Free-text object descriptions
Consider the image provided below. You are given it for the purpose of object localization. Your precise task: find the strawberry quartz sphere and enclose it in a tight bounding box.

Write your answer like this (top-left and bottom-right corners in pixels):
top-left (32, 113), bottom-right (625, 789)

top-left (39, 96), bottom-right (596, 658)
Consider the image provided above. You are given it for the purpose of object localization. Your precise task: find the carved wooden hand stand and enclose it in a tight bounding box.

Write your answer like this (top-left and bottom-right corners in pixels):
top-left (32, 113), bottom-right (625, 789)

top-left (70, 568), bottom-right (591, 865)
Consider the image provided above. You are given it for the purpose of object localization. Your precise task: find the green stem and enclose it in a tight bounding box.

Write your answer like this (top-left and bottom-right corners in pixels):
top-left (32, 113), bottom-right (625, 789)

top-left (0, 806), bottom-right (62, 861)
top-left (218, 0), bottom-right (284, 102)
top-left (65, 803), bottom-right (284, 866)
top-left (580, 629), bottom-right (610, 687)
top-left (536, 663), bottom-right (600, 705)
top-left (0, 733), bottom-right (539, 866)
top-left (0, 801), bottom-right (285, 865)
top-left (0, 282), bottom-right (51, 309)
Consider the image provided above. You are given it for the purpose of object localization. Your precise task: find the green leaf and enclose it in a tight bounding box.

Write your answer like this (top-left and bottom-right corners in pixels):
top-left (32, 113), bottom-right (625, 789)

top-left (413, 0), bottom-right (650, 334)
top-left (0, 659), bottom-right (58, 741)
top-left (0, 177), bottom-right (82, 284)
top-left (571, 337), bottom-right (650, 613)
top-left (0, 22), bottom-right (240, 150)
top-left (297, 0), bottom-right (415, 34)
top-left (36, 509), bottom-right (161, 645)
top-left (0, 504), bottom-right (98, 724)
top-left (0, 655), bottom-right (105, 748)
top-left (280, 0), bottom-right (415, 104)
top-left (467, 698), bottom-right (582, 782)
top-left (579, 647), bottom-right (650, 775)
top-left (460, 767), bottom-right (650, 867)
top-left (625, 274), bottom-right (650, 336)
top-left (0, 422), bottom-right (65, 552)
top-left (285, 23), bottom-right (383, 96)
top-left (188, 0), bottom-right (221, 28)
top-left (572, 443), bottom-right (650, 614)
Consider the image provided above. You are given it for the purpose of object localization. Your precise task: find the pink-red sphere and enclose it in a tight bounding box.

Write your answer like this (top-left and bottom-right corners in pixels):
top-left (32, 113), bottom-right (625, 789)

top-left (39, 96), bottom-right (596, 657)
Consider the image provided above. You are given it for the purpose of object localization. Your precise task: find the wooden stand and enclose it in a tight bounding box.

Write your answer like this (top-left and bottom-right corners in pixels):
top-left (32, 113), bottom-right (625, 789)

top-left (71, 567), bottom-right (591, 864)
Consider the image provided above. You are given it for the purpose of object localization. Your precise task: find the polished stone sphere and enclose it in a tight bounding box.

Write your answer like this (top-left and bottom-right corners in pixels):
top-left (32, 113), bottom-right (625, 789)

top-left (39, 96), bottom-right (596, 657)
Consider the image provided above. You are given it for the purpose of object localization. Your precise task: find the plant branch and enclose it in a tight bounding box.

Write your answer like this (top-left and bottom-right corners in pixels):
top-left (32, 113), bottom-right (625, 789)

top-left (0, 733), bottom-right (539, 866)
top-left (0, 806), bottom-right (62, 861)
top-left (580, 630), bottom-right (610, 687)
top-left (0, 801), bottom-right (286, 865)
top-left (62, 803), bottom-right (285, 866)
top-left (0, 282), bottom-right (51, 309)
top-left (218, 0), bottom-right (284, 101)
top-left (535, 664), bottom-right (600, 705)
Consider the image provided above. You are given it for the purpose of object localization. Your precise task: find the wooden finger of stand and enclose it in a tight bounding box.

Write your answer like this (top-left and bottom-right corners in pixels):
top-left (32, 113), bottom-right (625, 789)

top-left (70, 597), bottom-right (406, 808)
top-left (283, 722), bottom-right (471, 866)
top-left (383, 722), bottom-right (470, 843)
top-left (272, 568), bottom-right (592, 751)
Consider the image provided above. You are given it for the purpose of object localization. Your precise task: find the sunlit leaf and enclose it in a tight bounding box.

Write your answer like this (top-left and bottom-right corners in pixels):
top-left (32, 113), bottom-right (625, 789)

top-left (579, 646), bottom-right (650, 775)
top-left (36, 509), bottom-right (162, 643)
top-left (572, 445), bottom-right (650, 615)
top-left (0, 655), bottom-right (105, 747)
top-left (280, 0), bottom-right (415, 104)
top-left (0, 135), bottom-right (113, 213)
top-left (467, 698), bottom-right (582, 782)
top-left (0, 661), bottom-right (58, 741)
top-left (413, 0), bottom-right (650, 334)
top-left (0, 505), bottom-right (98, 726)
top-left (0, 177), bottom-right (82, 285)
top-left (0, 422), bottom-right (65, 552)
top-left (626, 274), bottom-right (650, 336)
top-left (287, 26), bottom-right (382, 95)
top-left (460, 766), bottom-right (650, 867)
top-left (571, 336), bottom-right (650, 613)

◆ **Instructions for the task**:
Give back all the records exactly as they stand.

◆ **Result below**:
Consider the image provided below. You are given it for the purpose of object localization. Your precise task: find the strawberry quartz sphere and enclose it in a tight bounding box.

Write your answer like this (top-left and bottom-right corners in pixels):
top-left (32, 113), bottom-right (625, 789)

top-left (39, 96), bottom-right (596, 658)
Consider the image provided above. You are given it for the purpose of object localization. Your precise task: find the carved wooden hand stand and enclose it in a tight bounding box.

Write your answer like this (top-left and bottom-right corners in pixels):
top-left (32, 113), bottom-right (625, 789)

top-left (70, 568), bottom-right (591, 865)
Consider the image provided above. You are given it for the purpose of object localization. Your precise task: find the green stem and enclose it in a tight bounding box.

Write your answer like this (top-left and bottom-right corners in pixels):
top-left (32, 113), bottom-right (625, 789)

top-left (0, 806), bottom-right (62, 861)
top-left (218, 0), bottom-right (284, 102)
top-left (65, 803), bottom-right (284, 866)
top-left (580, 629), bottom-right (610, 687)
top-left (536, 663), bottom-right (600, 705)
top-left (0, 733), bottom-right (539, 866)
top-left (0, 801), bottom-right (285, 865)
top-left (0, 282), bottom-right (51, 309)
Consider the image provided above. You are given it for the purpose of object localization. Your precise task: find the green leaf and enclose it in a tight bounding box.

Write your answer like this (top-left and bottom-right corners in pixels):
top-left (32, 113), bottom-right (625, 789)

top-left (413, 0), bottom-right (650, 334)
top-left (0, 659), bottom-right (58, 741)
top-left (0, 177), bottom-right (82, 284)
top-left (571, 337), bottom-right (650, 613)
top-left (0, 22), bottom-right (240, 150)
top-left (297, 0), bottom-right (415, 34)
top-left (36, 509), bottom-right (161, 645)
top-left (0, 504), bottom-right (98, 724)
top-left (0, 655), bottom-right (105, 748)
top-left (280, 0), bottom-right (415, 104)
top-left (467, 698), bottom-right (582, 782)
top-left (579, 647), bottom-right (650, 775)
top-left (460, 767), bottom-right (650, 867)
top-left (625, 274), bottom-right (650, 336)
top-left (0, 422), bottom-right (65, 552)
top-left (285, 23), bottom-right (383, 96)
top-left (188, 0), bottom-right (221, 28)
top-left (572, 443), bottom-right (650, 614)
Consider the image provided above. You are given it for the purpose of object localization. Your precise task: find the pink-red sphere and enclose it in a tight bounding box.

Write your answer like this (top-left and bottom-right corners in pixels):
top-left (32, 113), bottom-right (625, 789)

top-left (39, 96), bottom-right (596, 657)
Consider the image provided above. You are given it for the purpose of object localization. Your precise task: find the wooden stand and enclose it in a tight bounding box.

Write your answer like this (top-left and bottom-right corners in pixels):
top-left (32, 113), bottom-right (625, 789)

top-left (71, 567), bottom-right (591, 864)
Consider the image provided above. You are given it for the purpose of object localization. Your precise task: find the polished stone sphere and enclose it in a tight bounding box.

Write your answer like this (top-left and bottom-right corners in pixels):
top-left (32, 113), bottom-right (625, 789)

top-left (39, 96), bottom-right (596, 657)
Consider the image provided above. You are given it for the purpose of object localization. Your precise task: find the plant branch and enclose it in a tight bounding box.

Write your answer like this (top-left and bottom-right corners in pixels):
top-left (32, 113), bottom-right (625, 789)

top-left (0, 733), bottom-right (539, 866)
top-left (0, 806), bottom-right (62, 861)
top-left (580, 630), bottom-right (610, 687)
top-left (0, 801), bottom-right (286, 865)
top-left (62, 803), bottom-right (285, 866)
top-left (0, 282), bottom-right (51, 309)
top-left (218, 0), bottom-right (284, 101)
top-left (535, 664), bottom-right (600, 705)
Consider the image provided above. You are given it for the purpose of object localization. Your precise task: find the wooden finger of stand and enclose it in a tight bounding box.

Write your answer like this (top-left and bottom-right corners in pixels):
top-left (32, 113), bottom-right (625, 789)

top-left (70, 597), bottom-right (406, 808)
top-left (283, 722), bottom-right (471, 866)
top-left (383, 722), bottom-right (470, 843)
top-left (272, 568), bottom-right (592, 751)
Consider the image provided above. You are given it for the purpose of object localization. Your precise task: find the sunlit leaf and enclose it in a tight bounding box.

Write your answer like this (top-left and bottom-right corners in pixels):
top-left (32, 113), bottom-right (625, 789)

top-left (579, 646), bottom-right (650, 775)
top-left (36, 509), bottom-right (162, 643)
top-left (572, 445), bottom-right (650, 615)
top-left (0, 655), bottom-right (105, 747)
top-left (280, 0), bottom-right (415, 104)
top-left (0, 135), bottom-right (113, 213)
top-left (467, 698), bottom-right (582, 782)
top-left (0, 661), bottom-right (58, 741)
top-left (413, 0), bottom-right (650, 334)
top-left (0, 505), bottom-right (98, 726)
top-left (0, 177), bottom-right (82, 285)
top-left (0, 422), bottom-right (65, 552)
top-left (626, 274), bottom-right (650, 336)
top-left (287, 26), bottom-right (382, 95)
top-left (460, 766), bottom-right (650, 867)
top-left (571, 336), bottom-right (650, 613)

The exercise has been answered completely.